Preparation of fibronectin-coated lines, micropatterns, and Golgi cohesion quantification

Fibronectin-coated lines and micropatterned substrates were prepared as previously described using deep-UV illumination (Tseng ). Briefly, a chrome-plated quartz photomask (Microtronics, Newtown, PA) was cleaned with water and wiped with Rain-X (ITW Global Brands, Houston, TX) before use in order to generate a hydrophobic surface. A polyacrylamide gel mixture (30% acrylamide and 2% bis-acrylamide) was polymerized for 1 h between the photomask and silanized coverslips at room temperature. Once the gel was polymerized, the photomask was placed in UVO-cleaner 342 (Jelight, Irvine, CA) and illuminated with UV light for 3 min. The coverslips were gently removed from the photomask and inverted over a drop of 5 mg/ml EDC (1-ethyl-3-(3-dimethylaminopropyl)carbodiimide hydrochloride; Thermo Fisher Scientific, Rockford, IL) and 10 mg/ml NHS (N-hydroxysuccinimide; Thermo Fisher Scientific, Rockford, IL) solution for 15 min, washed with HEPES (4-(2-hydroxyethyl)-1-piperazineethanesulfonic acid) buffer (pH 8.5), and incubated with buffer containing 10 μg/ml fibronectin for 1 h. The gels were then extensively washed in PBS before use.

• YOUR TASK
In the fibronectin micropatterning protocol, how long was the photomask exposed to UV light in the UVO-cleaner?

• SUPPLIED INFORMATION
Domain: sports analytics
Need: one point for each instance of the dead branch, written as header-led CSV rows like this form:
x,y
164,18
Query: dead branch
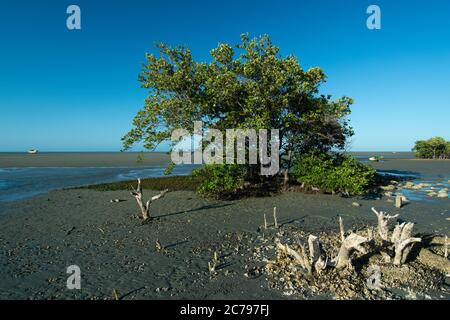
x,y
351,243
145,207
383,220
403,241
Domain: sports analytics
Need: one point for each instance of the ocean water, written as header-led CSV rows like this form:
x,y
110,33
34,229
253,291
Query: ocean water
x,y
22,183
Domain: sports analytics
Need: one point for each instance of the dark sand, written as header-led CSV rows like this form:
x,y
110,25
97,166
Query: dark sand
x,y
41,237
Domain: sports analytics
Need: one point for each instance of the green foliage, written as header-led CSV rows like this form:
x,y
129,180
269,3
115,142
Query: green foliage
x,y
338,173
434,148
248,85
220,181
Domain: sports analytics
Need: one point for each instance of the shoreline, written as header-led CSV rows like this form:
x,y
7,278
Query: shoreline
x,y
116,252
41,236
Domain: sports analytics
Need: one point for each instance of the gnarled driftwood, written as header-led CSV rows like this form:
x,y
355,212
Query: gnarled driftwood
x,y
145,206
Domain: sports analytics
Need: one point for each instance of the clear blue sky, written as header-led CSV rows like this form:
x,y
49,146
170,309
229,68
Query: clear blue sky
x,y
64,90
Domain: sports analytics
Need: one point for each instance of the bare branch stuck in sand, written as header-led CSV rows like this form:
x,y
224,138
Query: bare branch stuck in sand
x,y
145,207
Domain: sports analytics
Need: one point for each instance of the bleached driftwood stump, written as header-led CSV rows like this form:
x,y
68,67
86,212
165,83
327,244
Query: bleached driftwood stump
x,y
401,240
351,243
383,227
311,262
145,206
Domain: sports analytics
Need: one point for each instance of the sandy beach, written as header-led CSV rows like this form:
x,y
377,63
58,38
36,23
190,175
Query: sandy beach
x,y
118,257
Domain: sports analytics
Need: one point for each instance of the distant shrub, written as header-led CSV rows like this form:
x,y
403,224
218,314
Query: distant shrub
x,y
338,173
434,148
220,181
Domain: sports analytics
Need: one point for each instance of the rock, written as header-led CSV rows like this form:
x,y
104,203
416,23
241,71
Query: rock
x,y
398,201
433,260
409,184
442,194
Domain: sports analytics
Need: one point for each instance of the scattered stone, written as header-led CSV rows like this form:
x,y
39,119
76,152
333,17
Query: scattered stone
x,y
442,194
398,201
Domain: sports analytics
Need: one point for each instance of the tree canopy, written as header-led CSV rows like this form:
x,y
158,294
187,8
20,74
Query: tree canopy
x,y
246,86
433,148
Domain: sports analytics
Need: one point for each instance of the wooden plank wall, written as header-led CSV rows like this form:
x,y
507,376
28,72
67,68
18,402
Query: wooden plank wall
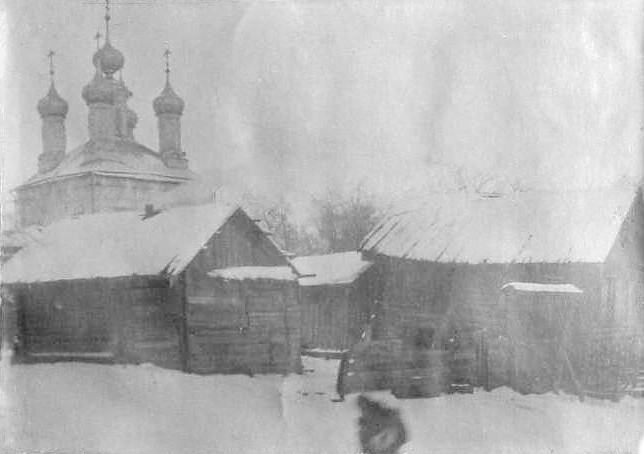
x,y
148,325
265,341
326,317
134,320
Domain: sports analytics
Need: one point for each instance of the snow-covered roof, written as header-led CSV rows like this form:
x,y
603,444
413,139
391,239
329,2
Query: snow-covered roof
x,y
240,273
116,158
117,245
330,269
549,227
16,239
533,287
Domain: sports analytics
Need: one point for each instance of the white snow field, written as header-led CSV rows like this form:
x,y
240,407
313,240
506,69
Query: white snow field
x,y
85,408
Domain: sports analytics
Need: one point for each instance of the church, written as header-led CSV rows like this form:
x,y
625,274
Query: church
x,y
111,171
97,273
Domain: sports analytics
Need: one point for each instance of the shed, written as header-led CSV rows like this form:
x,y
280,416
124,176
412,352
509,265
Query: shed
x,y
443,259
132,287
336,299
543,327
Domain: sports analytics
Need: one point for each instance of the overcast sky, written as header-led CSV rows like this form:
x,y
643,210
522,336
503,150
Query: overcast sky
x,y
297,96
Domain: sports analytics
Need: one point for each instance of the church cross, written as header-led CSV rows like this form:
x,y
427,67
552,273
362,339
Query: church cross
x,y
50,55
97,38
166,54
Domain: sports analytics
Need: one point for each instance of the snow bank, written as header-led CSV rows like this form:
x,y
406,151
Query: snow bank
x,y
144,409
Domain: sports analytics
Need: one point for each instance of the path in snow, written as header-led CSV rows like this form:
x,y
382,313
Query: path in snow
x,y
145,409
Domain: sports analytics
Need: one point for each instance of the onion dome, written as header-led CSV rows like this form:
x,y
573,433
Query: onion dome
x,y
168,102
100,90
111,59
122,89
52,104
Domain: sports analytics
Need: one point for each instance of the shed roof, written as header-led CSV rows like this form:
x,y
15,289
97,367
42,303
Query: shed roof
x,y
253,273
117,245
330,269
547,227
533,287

• WORKED SOLUTION
3 minutes.